**YOUR ASSIGNMENT:** Line by line, copy the data below exactly.

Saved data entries
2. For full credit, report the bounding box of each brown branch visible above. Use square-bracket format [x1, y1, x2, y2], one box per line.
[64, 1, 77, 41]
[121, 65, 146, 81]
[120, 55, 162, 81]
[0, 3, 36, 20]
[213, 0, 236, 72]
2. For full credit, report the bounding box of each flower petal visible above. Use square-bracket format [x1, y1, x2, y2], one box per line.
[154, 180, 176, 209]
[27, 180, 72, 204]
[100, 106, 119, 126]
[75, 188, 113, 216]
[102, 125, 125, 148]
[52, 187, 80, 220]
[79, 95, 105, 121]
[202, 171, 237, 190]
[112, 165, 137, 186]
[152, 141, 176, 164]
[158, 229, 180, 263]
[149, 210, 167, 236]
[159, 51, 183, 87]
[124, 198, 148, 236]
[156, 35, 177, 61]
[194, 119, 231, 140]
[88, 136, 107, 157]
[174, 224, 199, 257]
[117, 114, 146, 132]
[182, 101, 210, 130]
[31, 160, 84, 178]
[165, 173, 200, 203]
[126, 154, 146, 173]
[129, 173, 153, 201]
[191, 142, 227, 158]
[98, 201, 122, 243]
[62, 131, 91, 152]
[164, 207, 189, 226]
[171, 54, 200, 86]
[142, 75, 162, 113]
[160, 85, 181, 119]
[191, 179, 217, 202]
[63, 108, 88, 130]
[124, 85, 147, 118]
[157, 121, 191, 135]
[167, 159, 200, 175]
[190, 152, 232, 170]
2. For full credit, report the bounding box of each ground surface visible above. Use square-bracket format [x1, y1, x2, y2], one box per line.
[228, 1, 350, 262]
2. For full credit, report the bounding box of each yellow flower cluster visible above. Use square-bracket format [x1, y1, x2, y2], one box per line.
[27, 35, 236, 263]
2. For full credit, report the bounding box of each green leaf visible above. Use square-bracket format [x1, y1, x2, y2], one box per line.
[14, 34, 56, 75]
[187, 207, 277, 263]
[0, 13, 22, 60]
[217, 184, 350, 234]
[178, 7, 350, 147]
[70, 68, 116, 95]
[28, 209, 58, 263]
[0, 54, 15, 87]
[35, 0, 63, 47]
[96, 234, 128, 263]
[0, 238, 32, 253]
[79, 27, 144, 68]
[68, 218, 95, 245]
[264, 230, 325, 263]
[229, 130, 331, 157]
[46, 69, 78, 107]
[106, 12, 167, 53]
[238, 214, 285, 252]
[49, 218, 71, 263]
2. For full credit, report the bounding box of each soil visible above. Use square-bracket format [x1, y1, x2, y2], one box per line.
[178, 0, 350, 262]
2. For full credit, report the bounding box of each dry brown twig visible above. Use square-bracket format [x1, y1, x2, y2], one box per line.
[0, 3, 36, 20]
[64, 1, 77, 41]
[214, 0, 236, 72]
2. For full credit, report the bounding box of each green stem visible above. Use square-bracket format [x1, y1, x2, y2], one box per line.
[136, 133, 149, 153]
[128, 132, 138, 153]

**ANSWER FOR THIS EXERCISE:**
2. For full credit, report the bounding box of each brown branch visible above. Use square-bracket format [x1, y1, x2, y2], one box per line.
[64, 1, 77, 41]
[121, 65, 146, 81]
[120, 55, 162, 81]
[0, 3, 36, 20]
[213, 0, 236, 72]
2. For full credit, report the bounding box of each flower petal visible above. Use square-bracket format [x1, y1, x2, y2], one box per line.
[154, 180, 176, 209]
[27, 180, 72, 204]
[100, 106, 119, 126]
[75, 188, 113, 216]
[102, 125, 125, 148]
[52, 187, 80, 220]
[79, 95, 105, 121]
[202, 171, 237, 190]
[112, 165, 137, 186]
[152, 141, 176, 164]
[158, 229, 180, 263]
[149, 210, 167, 236]
[159, 51, 183, 87]
[124, 198, 148, 236]
[156, 35, 177, 61]
[194, 119, 231, 140]
[88, 136, 107, 157]
[174, 224, 199, 257]
[117, 114, 146, 132]
[182, 101, 210, 130]
[31, 160, 84, 178]
[165, 173, 200, 203]
[126, 154, 146, 173]
[129, 173, 153, 201]
[191, 142, 227, 158]
[98, 201, 122, 243]
[62, 131, 91, 152]
[164, 207, 189, 226]
[171, 54, 200, 86]
[142, 75, 162, 113]
[160, 85, 181, 119]
[191, 179, 217, 202]
[63, 108, 88, 130]
[124, 85, 147, 118]
[157, 121, 191, 135]
[167, 159, 200, 175]
[190, 152, 232, 170]
2. For full credit, report the bounding box of each ground surface visible above. Use square-bracket format [x1, y1, x2, y2], one box per line.
[228, 1, 350, 262]
2. For full credit, report the bounding box of each yellow flower cluster visible above. Use square-bracket format [x1, y1, x2, y2], one box per line.
[27, 35, 236, 263]
2. For full credit, report the bounding box of each green leaf visible above. Use square-bracket format [x1, y1, x2, y2], one box per line.
[14, 34, 56, 75]
[187, 207, 277, 263]
[0, 13, 22, 60]
[217, 184, 350, 234]
[178, 7, 350, 147]
[70, 68, 116, 95]
[28, 209, 58, 263]
[0, 54, 15, 87]
[35, 0, 63, 47]
[96, 234, 128, 263]
[0, 238, 32, 253]
[79, 27, 144, 68]
[68, 218, 95, 245]
[264, 230, 325, 263]
[229, 130, 331, 157]
[46, 69, 78, 107]
[106, 12, 167, 53]
[238, 214, 285, 252]
[49, 218, 71, 263]
2. For full credit, report the bounding box of each soil visible above. Use square-bracket format [x1, y1, x2, y2], one box per line.
[178, 0, 350, 262]
2. For full credit, report the bounding box of each dry brown twig visible above. Use square-bracket format [x1, y1, x2, y2], one box per line.
[0, 3, 36, 20]
[64, 1, 77, 41]
[214, 0, 236, 72]
2. For full credit, report the bounding box of each green stem visible above. Use square-bracket format [x1, y1, x2, y2], one box per line.
[136, 133, 149, 153]
[128, 132, 138, 153]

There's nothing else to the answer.